**Exercise requirements:** Reproduce the case summaries below verbatim, starting with "SELF-REPRESENTATION: Pro se" and going on through "D1163a (2nd DCA 5/13/16)".

== Excerpt provided ==

SELF-REPRESENTATION: Pro se motions for judgment of acquittal improperly denied where the defendant had requested to represent himself and court failed to make an adequate Faretta inquiry. Eib v. State, 41 Fla. L. Weekly D1164 (2nd DCA 5/13/16)

MISTRIAL: Where victim's mother, over objection, was shown a graphic photograph of her daughter's injuries and vomited, a mistrial was required. "Although the State claimed at trial that it did not show the mother the photograph in order to elicit an emotional response, we fail to see any other justification for its chosen trial tactic." Colon v. State, 41 Fla. L. Weekly D1163a (2nd DCA 5/13/16)

POST CONVICTION RELIEF
: Error to summarily deny claim that counsel was ineffective for failure to adequately dispute state's only identification evidence. Aristil v. State, 41 Fla. L. Weekly D1162a (2nd DCA 5/13/16)

===
== Data for analysis ==

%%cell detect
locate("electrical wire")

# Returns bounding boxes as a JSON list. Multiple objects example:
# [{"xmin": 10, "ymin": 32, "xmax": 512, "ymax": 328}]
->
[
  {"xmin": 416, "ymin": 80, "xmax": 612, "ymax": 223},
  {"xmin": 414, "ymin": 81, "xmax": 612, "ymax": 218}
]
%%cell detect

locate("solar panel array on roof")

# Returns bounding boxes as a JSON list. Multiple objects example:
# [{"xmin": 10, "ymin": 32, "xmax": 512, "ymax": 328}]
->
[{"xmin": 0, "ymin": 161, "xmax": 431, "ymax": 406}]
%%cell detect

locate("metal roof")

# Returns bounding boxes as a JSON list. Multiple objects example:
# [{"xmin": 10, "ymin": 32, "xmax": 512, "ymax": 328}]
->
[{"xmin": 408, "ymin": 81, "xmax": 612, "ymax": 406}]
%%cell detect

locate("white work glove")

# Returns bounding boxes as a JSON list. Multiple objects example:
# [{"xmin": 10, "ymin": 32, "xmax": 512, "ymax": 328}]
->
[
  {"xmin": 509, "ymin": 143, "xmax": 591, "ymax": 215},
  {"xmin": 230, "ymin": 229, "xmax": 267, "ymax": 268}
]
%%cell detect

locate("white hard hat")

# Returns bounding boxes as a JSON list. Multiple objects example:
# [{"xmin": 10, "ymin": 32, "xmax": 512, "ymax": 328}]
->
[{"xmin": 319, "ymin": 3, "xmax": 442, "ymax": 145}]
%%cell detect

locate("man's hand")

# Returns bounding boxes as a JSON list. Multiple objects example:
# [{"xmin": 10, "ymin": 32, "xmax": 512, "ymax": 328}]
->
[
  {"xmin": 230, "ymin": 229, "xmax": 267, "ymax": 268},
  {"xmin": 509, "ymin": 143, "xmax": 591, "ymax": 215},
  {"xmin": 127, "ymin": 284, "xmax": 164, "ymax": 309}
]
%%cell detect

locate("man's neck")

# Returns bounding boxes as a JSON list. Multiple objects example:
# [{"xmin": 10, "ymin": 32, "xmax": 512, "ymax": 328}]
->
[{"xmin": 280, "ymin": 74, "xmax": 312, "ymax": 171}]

===

**Your response:**
SELF-REPRESENTATION: Pro se motions for judgment of acquittal improperly denied where the defendant had requested to represent himself and court failed to make an adequate Faretta inquiry. Eib v. State, 41 Fla. L. Weekly D1164 (2nd DCA 5/13/16)

MISTRIAL: Where victim's mother, over objection, was shown a graphic photograph of her daughter's injuries and vomited, a mistrial was required. "Although the State claimed at trial that it did not show the mother the photograph in order to elicit an emotional response, we fail to see any other justification for its chosen trial tactic." Colon v. State, 41 Fla. L. Weekly D1163a (2nd DCA 5/13/16)